Reply with only a number, the count of lines in the listing that include the word "shorts".

## Material shown
━━━━━━━━━━━━━━━━━━━━

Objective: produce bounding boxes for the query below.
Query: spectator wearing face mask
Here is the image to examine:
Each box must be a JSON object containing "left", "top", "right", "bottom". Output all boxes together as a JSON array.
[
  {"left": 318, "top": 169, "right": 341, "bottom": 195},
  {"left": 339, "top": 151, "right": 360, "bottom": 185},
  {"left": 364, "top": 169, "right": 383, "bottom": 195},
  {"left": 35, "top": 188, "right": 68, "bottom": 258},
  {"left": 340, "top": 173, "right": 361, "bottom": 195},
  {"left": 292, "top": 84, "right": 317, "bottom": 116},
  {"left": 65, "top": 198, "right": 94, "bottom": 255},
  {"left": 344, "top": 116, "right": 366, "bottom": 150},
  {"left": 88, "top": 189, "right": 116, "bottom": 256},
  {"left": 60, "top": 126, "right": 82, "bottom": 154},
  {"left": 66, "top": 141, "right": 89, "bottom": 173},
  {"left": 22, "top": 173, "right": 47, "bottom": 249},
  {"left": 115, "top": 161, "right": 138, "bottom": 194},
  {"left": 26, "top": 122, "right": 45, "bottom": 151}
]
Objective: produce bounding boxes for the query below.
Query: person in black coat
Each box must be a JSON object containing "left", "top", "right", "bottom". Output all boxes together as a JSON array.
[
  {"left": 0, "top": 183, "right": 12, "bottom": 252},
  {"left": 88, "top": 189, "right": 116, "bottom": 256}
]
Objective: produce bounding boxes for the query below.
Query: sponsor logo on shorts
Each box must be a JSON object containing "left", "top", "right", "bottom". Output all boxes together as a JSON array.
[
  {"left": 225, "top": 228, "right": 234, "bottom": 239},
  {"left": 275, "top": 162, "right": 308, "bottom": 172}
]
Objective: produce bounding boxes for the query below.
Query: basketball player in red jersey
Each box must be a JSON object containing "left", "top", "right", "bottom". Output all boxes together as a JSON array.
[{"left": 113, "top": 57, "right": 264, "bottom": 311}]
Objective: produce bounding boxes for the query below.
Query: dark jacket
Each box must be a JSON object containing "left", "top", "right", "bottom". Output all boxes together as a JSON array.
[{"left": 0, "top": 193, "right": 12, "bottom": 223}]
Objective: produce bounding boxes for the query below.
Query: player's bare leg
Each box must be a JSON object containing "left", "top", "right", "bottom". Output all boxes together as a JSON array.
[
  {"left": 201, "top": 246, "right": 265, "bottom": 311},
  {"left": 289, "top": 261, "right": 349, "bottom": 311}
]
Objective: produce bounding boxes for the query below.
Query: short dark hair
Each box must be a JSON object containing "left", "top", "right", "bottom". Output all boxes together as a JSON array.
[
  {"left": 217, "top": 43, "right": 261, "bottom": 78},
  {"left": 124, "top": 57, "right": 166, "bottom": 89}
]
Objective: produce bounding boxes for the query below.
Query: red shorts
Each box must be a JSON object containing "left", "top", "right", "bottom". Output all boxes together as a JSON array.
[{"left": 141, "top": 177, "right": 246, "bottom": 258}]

━━━━━━━━━━━━━━━━━━━━

## Response area
2